» What to produce:
Return the entries exactly as they appear.

- - -

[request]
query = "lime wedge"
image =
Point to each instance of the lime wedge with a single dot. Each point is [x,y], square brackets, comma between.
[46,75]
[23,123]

- - -

» Response for this exercise:
[request]
query = "lime wedge"
image =
Point to each instance of the lime wedge with a single dot. Each point is [x,y], square brackets, comma between.
[46,75]
[23,123]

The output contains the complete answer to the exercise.